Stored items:
****************************************

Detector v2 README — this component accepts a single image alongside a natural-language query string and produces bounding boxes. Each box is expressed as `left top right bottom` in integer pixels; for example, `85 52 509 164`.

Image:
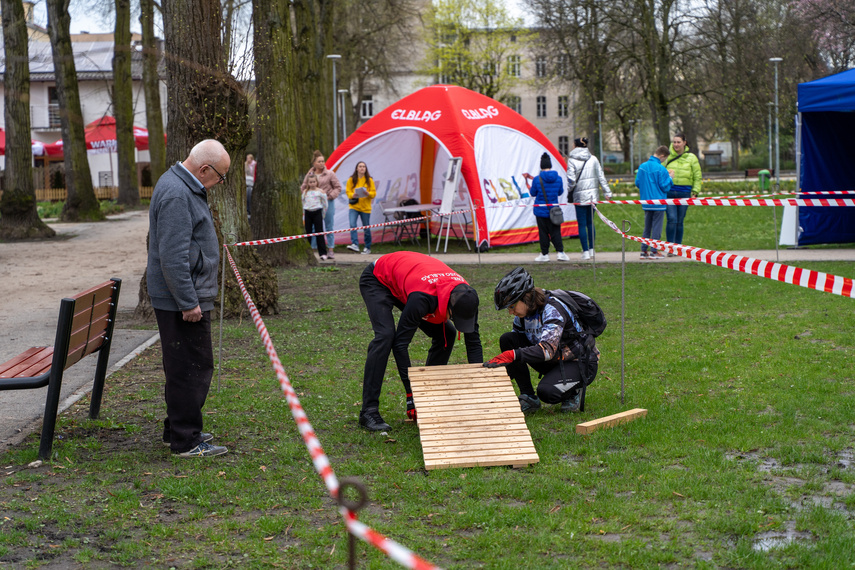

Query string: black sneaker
359 409 391 431
163 432 214 447
560 392 581 413
174 442 228 458
518 394 541 414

****************************************

_What to produce:_ Repeat the records above word for word, keeping no pictures in the copy.

_Answer below:_
Detector v2 README — this component accepts a single image alongside a natural-language query string and produces bounding boxes. Each box is expressed as `left top right bottom` in integer pixels; for example, `85 52 509 164`.

Image:

Query string: black sneaker
359 409 391 431
163 432 214 447
560 392 581 413
174 442 228 458
518 394 541 414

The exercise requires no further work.